_Records for processing:_
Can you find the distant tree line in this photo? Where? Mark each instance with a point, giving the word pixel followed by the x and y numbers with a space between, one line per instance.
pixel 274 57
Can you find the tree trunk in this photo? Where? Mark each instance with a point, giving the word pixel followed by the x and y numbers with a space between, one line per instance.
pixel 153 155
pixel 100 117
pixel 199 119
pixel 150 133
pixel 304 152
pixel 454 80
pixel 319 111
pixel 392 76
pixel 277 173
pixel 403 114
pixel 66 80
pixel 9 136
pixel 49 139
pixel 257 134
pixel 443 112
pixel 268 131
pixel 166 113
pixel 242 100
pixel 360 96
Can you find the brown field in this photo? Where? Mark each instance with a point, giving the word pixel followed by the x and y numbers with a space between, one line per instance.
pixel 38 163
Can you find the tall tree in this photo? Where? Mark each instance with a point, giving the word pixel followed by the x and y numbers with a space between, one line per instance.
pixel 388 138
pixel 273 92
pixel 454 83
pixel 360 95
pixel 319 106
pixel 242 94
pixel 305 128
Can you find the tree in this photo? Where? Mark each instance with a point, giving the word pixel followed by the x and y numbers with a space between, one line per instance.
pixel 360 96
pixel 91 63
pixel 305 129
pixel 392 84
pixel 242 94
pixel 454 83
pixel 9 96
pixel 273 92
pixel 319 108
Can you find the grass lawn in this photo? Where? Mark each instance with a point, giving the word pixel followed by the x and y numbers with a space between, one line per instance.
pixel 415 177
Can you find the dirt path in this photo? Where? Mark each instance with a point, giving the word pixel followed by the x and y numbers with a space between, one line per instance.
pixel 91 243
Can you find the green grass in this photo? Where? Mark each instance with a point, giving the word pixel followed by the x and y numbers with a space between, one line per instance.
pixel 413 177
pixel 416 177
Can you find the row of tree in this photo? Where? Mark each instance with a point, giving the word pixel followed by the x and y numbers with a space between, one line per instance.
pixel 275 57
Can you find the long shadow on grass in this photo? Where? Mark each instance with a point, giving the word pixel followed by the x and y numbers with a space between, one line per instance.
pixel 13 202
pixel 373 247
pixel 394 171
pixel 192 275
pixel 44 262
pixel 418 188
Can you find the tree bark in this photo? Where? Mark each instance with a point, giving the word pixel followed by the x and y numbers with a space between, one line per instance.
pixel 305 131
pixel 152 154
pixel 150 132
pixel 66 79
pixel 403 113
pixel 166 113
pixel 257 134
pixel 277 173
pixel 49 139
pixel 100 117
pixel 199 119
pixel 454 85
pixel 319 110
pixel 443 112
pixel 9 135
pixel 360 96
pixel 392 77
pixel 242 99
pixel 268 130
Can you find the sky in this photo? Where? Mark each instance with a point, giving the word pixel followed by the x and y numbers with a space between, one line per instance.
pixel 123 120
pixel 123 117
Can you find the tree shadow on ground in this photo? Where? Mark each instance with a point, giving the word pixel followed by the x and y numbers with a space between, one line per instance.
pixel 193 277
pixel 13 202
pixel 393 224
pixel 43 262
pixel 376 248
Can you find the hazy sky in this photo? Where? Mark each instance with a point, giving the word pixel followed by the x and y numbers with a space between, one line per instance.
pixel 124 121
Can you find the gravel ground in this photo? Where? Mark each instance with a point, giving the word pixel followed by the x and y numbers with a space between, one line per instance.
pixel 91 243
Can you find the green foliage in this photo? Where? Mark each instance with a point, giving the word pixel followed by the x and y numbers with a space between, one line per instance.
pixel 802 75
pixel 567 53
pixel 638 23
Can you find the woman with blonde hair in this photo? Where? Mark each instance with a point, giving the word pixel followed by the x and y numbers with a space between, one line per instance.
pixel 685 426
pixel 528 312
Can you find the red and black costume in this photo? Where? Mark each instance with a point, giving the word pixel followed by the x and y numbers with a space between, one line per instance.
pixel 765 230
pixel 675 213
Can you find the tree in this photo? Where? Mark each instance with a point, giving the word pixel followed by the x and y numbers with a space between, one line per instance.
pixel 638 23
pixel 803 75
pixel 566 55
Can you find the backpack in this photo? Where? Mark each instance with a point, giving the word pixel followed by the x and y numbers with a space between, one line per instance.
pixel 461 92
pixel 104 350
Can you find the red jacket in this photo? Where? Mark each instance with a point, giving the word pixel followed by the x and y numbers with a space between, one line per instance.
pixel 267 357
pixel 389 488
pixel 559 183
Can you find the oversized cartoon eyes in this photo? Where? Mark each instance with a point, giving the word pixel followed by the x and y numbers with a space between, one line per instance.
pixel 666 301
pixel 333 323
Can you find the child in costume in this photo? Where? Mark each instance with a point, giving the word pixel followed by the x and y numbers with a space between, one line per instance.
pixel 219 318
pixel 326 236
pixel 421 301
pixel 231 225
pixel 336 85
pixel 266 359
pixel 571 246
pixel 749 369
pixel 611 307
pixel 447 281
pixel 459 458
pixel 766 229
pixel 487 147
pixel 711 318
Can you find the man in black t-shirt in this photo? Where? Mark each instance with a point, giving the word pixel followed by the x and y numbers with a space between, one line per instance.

_What needs to be done:_
Reproduce, with both ends included, the lines from the one holding "Can you find the red jacket" to the end of the records above.

_Result of this exercise:_
Can you find the red jacket in this photo? Where? Mark each instance with a point, giving the word pixel followed by the x and y numbers with a space between, one line per instance.
pixel 267 357
pixel 389 488
pixel 559 183
Can you find the oversized cartoon eyes in this photo? Where? Mark each instance with a point, giving the word pixel followed by the x and y numbers with a space between, one line per instance.
pixel 666 301
pixel 333 323
Can you find the child in costume in this photo? Where? Mark each instance with a point, giving the word pixel followed by the x and y numbers with a space between, one line per instance.
pixel 219 318
pixel 326 236
pixel 421 301
pixel 231 225
pixel 336 85
pixel 266 359
pixel 571 246
pixel 749 369
pixel 611 307
pixel 447 281
pixel 459 458
pixel 766 229
pixel 487 147
pixel 711 318
Can you find the man in black t-shirt in this photo? Where? Mark each instance with a point, giving the word pixel followed by the x and y numbers with a space between, one line per instance.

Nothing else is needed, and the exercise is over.